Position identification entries
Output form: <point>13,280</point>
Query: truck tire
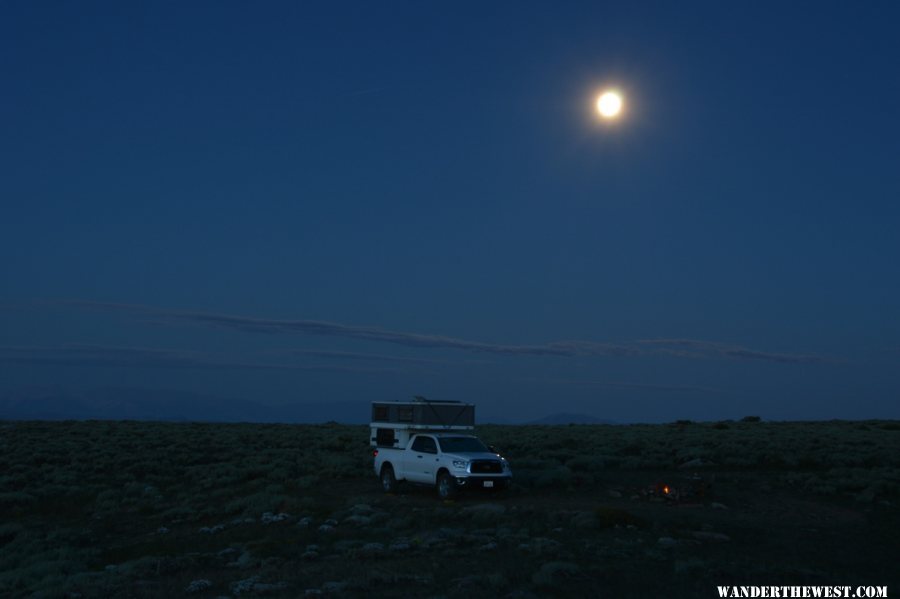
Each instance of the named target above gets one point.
<point>388,481</point>
<point>446,486</point>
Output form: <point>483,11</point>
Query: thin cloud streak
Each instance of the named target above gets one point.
<point>639,386</point>
<point>682,348</point>
<point>696,348</point>
<point>139,357</point>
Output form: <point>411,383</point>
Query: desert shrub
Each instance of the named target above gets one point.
<point>586,464</point>
<point>555,477</point>
<point>609,517</point>
<point>15,499</point>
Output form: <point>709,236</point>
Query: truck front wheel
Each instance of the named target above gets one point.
<point>446,486</point>
<point>388,481</point>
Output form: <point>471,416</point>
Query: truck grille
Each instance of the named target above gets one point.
<point>486,467</point>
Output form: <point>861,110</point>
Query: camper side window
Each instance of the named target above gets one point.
<point>384,436</point>
<point>404,414</point>
<point>424,445</point>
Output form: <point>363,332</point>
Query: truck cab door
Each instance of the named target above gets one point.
<point>419,460</point>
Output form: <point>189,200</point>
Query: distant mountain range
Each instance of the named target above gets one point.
<point>169,405</point>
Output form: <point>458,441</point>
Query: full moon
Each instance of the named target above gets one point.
<point>609,105</point>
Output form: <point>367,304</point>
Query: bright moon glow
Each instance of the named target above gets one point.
<point>609,105</point>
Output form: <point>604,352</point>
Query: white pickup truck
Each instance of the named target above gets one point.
<point>449,461</point>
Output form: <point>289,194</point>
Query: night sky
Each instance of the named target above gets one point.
<point>296,202</point>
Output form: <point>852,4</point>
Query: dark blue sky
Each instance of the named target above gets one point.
<point>430,180</point>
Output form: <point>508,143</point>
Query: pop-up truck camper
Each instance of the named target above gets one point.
<point>430,442</point>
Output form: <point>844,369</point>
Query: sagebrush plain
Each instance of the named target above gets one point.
<point>146,509</point>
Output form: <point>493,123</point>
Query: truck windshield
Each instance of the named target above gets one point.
<point>461,445</point>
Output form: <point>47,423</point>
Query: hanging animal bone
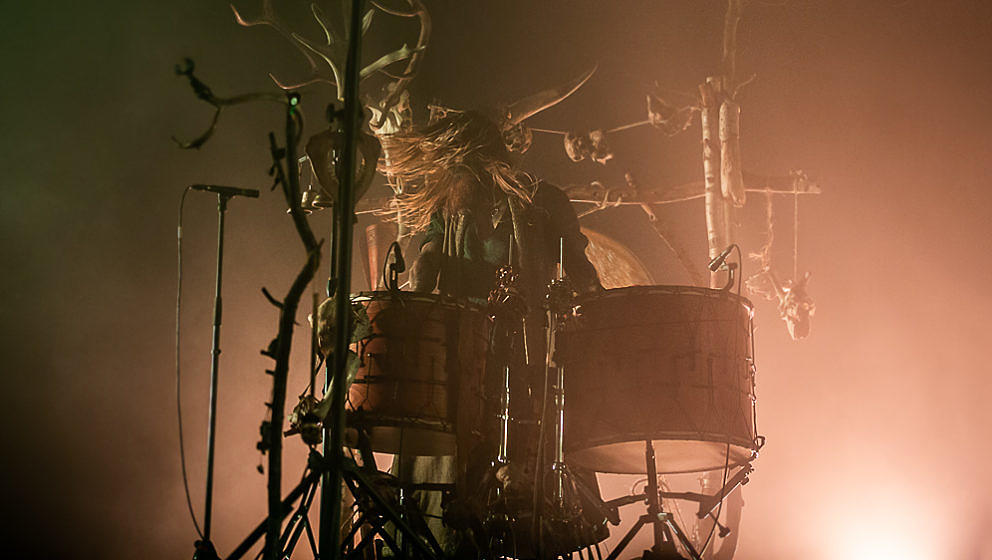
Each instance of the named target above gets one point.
<point>592,145</point>
<point>516,134</point>
<point>731,175</point>
<point>666,117</point>
<point>795,306</point>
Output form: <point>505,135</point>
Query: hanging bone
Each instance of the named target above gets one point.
<point>516,134</point>
<point>592,145</point>
<point>795,306</point>
<point>324,149</point>
<point>666,117</point>
<point>731,173</point>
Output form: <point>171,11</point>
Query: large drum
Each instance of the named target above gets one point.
<point>669,364</point>
<point>419,380</point>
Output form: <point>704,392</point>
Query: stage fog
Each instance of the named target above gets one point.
<point>876,115</point>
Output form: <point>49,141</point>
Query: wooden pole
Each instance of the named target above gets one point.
<point>717,231</point>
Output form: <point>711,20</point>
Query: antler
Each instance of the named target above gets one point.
<point>398,87</point>
<point>331,52</point>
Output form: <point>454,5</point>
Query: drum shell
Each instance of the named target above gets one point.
<point>418,386</point>
<point>666,363</point>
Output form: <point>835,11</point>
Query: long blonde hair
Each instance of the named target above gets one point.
<point>440,166</point>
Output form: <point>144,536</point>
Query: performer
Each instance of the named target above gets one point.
<point>459,184</point>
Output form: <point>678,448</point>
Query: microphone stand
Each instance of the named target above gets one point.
<point>205,549</point>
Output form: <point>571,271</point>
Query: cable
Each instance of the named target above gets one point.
<point>179,401</point>
<point>726,463</point>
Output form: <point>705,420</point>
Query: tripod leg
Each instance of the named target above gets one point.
<point>359,485</point>
<point>674,528</point>
<point>295,528</point>
<point>627,538</point>
<point>287,503</point>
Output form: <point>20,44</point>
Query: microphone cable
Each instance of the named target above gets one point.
<point>179,402</point>
<point>726,463</point>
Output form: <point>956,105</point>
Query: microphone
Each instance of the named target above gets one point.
<point>398,261</point>
<point>226,191</point>
<point>718,260</point>
<point>392,271</point>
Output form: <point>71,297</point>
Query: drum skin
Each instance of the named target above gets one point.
<point>665,363</point>
<point>420,374</point>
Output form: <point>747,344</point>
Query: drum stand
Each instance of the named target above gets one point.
<point>374,513</point>
<point>666,530</point>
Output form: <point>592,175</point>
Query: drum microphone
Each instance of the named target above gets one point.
<point>718,260</point>
<point>392,270</point>
<point>226,191</point>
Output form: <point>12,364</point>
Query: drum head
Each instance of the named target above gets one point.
<point>669,364</point>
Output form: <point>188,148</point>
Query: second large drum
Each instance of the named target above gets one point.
<point>670,364</point>
<point>418,386</point>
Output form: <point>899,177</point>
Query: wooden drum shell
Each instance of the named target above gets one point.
<point>418,386</point>
<point>666,363</point>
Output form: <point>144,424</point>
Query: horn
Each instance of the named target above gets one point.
<point>531,105</point>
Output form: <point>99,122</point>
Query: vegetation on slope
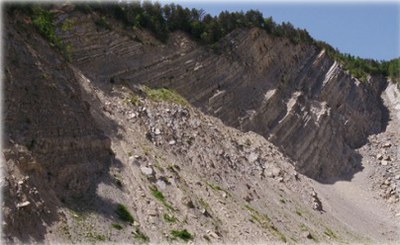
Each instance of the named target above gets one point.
<point>207,29</point>
<point>161,20</point>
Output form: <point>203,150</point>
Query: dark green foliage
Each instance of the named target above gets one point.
<point>124,214</point>
<point>43,20</point>
<point>161,20</point>
<point>117,226</point>
<point>183,234</point>
<point>158,195</point>
<point>141,236</point>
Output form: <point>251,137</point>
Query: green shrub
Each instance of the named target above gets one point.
<point>124,214</point>
<point>183,234</point>
<point>158,195</point>
<point>170,218</point>
<point>141,236</point>
<point>163,94</point>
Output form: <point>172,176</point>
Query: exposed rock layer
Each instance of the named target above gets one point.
<point>292,94</point>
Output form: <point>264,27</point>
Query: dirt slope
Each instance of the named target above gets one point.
<point>79,144</point>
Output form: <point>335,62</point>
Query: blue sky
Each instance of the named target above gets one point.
<point>365,29</point>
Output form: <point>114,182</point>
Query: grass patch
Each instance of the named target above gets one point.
<point>159,196</point>
<point>163,94</point>
<point>117,226</point>
<point>134,100</point>
<point>170,218</point>
<point>102,22</point>
<point>124,214</point>
<point>264,222</point>
<point>183,234</point>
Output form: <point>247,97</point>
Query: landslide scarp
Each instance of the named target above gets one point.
<point>94,156</point>
<point>293,94</point>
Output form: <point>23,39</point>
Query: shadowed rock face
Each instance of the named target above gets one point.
<point>292,94</point>
<point>46,115</point>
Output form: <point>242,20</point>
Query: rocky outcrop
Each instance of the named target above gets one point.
<point>292,94</point>
<point>47,117</point>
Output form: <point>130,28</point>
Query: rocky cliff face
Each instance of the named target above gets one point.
<point>82,138</point>
<point>292,94</point>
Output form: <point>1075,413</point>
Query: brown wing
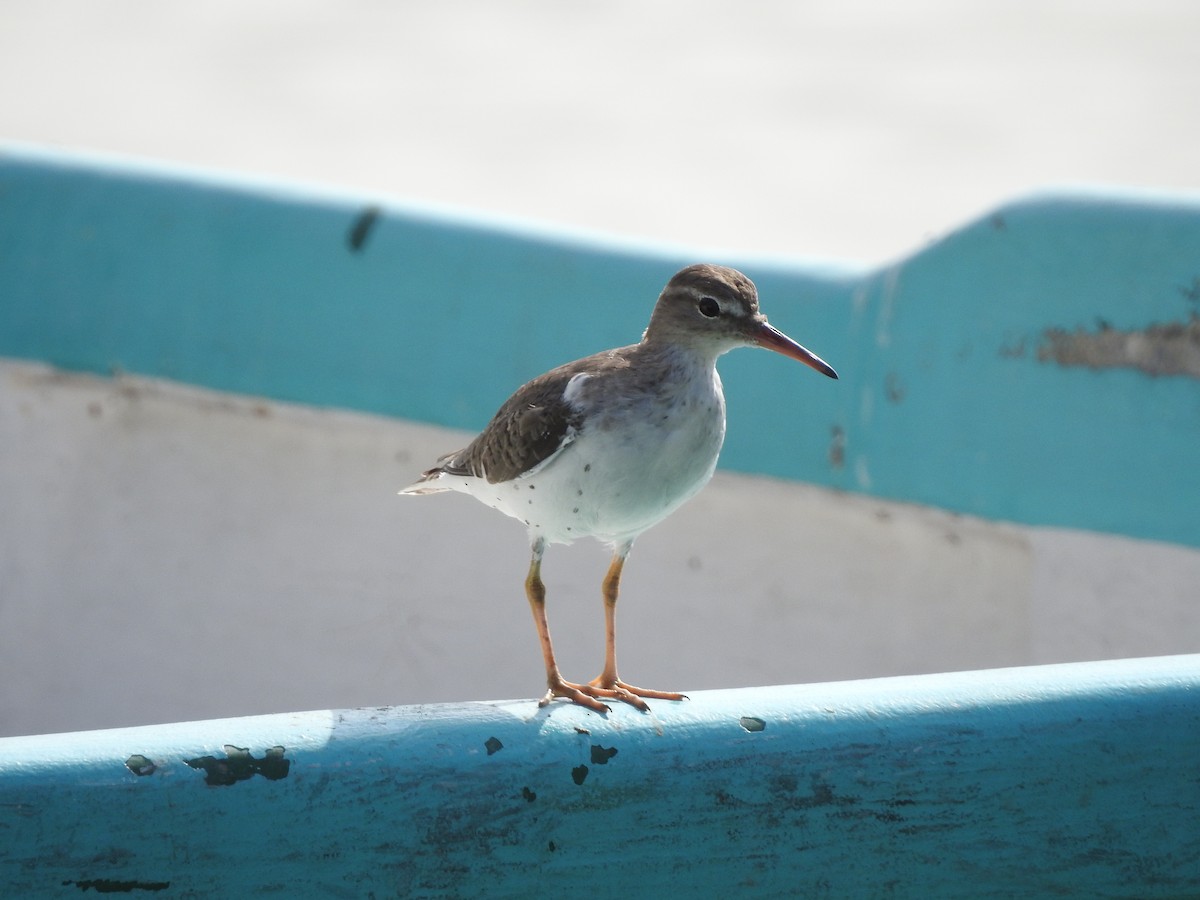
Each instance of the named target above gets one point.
<point>526,431</point>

◆ To do
Retype the entries starting at the line that contains "Output form: <point>114,182</point>" and continuing through the end of the entries. Leave out the pictures.

◆ Exercise output
Output form: <point>114,182</point>
Query: grass patch
Each instance of the named target above gets one point.
<point>159,196</point>
<point>163,94</point>
<point>117,226</point>
<point>134,100</point>
<point>170,218</point>
<point>102,22</point>
<point>124,214</point>
<point>264,222</point>
<point>183,234</point>
Output form: <point>247,97</point>
Query: landslide scarp
Each instance of the named target above gets one point.
<point>94,156</point>
<point>293,94</point>
Output form: <point>23,39</point>
Query: shadowed rock face
Each instance of the named target above gets one point.
<point>292,94</point>
<point>46,115</point>
Output form: <point>242,20</point>
Query: rocky outcrop
Each instance of the named target above gets one point.
<point>292,94</point>
<point>47,117</point>
Output form: <point>130,28</point>
Query: rocky cliff face
Each instance of the named target above gets one point.
<point>82,138</point>
<point>292,94</point>
Output form: <point>1075,413</point>
Query: brown wing
Each instance of the named target above gets one point.
<point>526,431</point>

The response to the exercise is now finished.